**Required work**
The answer must restate every entry exactly as it appears.

**The data**
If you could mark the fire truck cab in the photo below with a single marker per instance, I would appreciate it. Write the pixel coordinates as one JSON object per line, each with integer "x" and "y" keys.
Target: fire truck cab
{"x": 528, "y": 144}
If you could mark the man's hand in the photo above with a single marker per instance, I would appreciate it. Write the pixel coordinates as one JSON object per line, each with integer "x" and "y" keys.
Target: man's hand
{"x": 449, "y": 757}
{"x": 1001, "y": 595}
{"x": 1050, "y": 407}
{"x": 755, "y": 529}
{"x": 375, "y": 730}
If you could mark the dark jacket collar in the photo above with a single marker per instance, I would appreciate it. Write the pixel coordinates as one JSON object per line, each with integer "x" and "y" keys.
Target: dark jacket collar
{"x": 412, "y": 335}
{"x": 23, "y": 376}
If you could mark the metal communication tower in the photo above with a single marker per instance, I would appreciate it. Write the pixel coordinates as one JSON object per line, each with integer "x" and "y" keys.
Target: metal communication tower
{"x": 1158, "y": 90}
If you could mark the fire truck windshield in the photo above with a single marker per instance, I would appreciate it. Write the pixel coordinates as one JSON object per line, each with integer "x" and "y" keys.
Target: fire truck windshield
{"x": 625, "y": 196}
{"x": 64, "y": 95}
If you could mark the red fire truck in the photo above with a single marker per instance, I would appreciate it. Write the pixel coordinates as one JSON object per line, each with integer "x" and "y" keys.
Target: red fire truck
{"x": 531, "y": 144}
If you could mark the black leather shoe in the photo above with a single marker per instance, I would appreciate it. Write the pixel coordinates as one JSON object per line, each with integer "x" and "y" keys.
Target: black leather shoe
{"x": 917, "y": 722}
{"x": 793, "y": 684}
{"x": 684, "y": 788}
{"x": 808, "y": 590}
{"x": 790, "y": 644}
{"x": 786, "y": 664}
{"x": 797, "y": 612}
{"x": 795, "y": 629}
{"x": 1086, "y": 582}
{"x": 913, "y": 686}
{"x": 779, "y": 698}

**Answer to this exercise**
If you could mark the fire truck cab in the photo below with a single marker per instance, I would appreciate it. Write the pixel coordinates as one JSON object per line, each with integer "x" and "y" keys.
Target: fire truck cab
{"x": 528, "y": 144}
If you could mark the man's hand in the photo above with a single marker per instance, I would appreciate it. Write the pixel coordinates as one JSON object per line, each with integer "x" and "y" keys.
Target: man's hand
{"x": 449, "y": 757}
{"x": 1001, "y": 595}
{"x": 1050, "y": 407}
{"x": 755, "y": 529}
{"x": 375, "y": 730}
If you could mark the dark jacket collar in the photo above with a single marker per instance, I would appreciate it. Write the pixel coordinates as one JSON object per line, each with integer "x" and "y" keys.
Target: dark jacket collar
{"x": 412, "y": 335}
{"x": 23, "y": 376}
If you could mark the metal communication tower in the photo above with a single marker per instance, I would appreciate it. Write the pixel coordinates as one JSON object per line, each with integer "x" and "y" keys.
Target: metal communication tower
{"x": 1158, "y": 90}
If you could mark the fire truck windshield in the photo above with a single marker per instance, I would appreciate it. Write the pixel coordinates as one JSON object per line, each with integer "x" and "y" keys.
Target: fire truck windshield
{"x": 625, "y": 196}
{"x": 64, "y": 95}
If you could mark the red fire truck in the photo above with a single marker per instance, I would appreciate it. Write the pixel coordinates as one JSON object per line, each with integer "x" and "y" keys.
Target: red fire truck
{"x": 531, "y": 144}
If you could mark the black leather shoe in the photo above with a single marker per instance, I would appreciate it. Write the pixel coordinates as one JSON object per line, each with integer "x" and "y" keys.
Target: black leather shoe
{"x": 917, "y": 722}
{"x": 793, "y": 684}
{"x": 684, "y": 788}
{"x": 808, "y": 590}
{"x": 790, "y": 644}
{"x": 786, "y": 664}
{"x": 797, "y": 612}
{"x": 795, "y": 629}
{"x": 1086, "y": 582}
{"x": 913, "y": 686}
{"x": 779, "y": 698}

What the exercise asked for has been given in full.